» **TASK**
Could you render all of the data below as a numbered list, one line per item, with the blank lines left out?

[Source data]
-------------------------
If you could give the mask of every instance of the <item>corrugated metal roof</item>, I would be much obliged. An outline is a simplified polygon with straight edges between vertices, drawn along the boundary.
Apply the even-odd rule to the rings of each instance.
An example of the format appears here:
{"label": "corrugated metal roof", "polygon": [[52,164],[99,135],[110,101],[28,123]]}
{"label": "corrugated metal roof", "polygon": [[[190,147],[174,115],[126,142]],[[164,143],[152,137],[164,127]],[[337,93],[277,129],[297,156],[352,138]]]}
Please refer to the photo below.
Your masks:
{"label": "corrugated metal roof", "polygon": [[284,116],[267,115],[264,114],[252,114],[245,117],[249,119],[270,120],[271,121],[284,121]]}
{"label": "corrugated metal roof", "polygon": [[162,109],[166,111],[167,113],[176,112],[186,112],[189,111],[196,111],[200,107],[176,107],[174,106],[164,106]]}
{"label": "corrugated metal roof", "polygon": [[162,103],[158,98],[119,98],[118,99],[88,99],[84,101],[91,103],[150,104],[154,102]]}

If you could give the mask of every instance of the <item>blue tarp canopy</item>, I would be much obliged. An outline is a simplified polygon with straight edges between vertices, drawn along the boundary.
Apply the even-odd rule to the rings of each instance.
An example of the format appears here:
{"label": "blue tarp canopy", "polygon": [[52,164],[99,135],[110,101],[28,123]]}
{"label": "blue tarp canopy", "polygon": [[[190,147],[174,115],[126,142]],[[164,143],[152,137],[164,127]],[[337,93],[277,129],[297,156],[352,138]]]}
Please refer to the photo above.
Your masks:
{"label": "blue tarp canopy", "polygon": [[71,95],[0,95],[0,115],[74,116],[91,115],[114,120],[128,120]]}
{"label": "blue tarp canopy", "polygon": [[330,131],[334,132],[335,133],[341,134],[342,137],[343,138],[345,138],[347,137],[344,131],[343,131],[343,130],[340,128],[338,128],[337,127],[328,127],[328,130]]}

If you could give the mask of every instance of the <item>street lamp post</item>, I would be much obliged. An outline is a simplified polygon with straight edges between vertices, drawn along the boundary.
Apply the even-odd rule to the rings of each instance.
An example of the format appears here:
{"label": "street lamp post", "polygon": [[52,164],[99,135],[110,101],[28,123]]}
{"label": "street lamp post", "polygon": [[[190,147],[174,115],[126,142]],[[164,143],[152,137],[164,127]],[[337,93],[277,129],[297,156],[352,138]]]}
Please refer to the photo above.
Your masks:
-------------------------
» **ANSWER FOR THIS EXERCISE**
1. If you could give the mask of every instance of the <item>corrugated metal roof</item>, I would be much obliged. An outline is a simplified polygon with straight edges between vertices, drawn along the boundary.
2. Apply the even-odd rule to the rings of each instance.
3. An example of the format appears here:
4. {"label": "corrugated metal roof", "polygon": [[52,164],[99,135],[110,101],[28,123]]}
5. {"label": "corrugated metal roof", "polygon": [[[190,147],[174,115],[126,142]],[[164,143],[152,137],[164,127]],[[337,93],[277,129],[297,156],[352,138]]]}
6. Please refer to the photo below.
7. Your masks:
8. {"label": "corrugated metal roof", "polygon": [[284,116],[267,115],[264,114],[252,114],[245,117],[249,119],[270,120],[271,121],[284,121]]}
9. {"label": "corrugated metal roof", "polygon": [[162,109],[166,111],[167,113],[176,112],[186,112],[189,111],[196,111],[200,107],[176,107],[174,106],[164,106]]}
10. {"label": "corrugated metal roof", "polygon": [[162,103],[158,98],[119,98],[118,99],[88,99],[84,101],[91,103],[150,104],[154,102]]}
11. If you could give the mask of every instance of the <item>blue tarp canopy</item>, I would be much obliged. An outline is a simplified polygon with straight edges between vertices, drawn along the boundary.
12. Apply the even-odd rule to the rings of each instance.
13. An example of the format appears here:
14. {"label": "blue tarp canopy", "polygon": [[52,164],[99,135],[110,101],[28,123]]}
15. {"label": "blue tarp canopy", "polygon": [[[190,147],[174,115],[126,142]],[[164,143],[152,137],[164,127]],[[337,93],[277,129],[297,156],[352,138]]]}
16. Please refer to the photo above.
17. Your masks:
18. {"label": "blue tarp canopy", "polygon": [[71,95],[0,95],[0,115],[74,116],[91,115],[114,120],[128,120]]}
19. {"label": "blue tarp canopy", "polygon": [[330,131],[334,132],[335,133],[341,134],[342,137],[343,138],[345,138],[347,137],[344,131],[343,131],[343,130],[340,128],[338,128],[337,127],[328,127],[328,130]]}
20. If you could give the mask of every instance of the <item>street lamp post</item>, I would be much obliged. An outline is a simplified polygon with straight edges between vertices, drawn along the boundary.
21. Apply the even-odd rule to the rings of each instance.
22. An example of the format appears here:
23. {"label": "street lamp post", "polygon": [[52,164],[99,135],[110,101],[28,123]]}
24. {"label": "street lamp post", "polygon": [[[190,147],[174,115],[126,142]],[[164,143],[152,137],[164,127]],[[337,93],[277,129],[297,156],[352,138]]]}
25. Please refer to the photo above.
26. Your masks:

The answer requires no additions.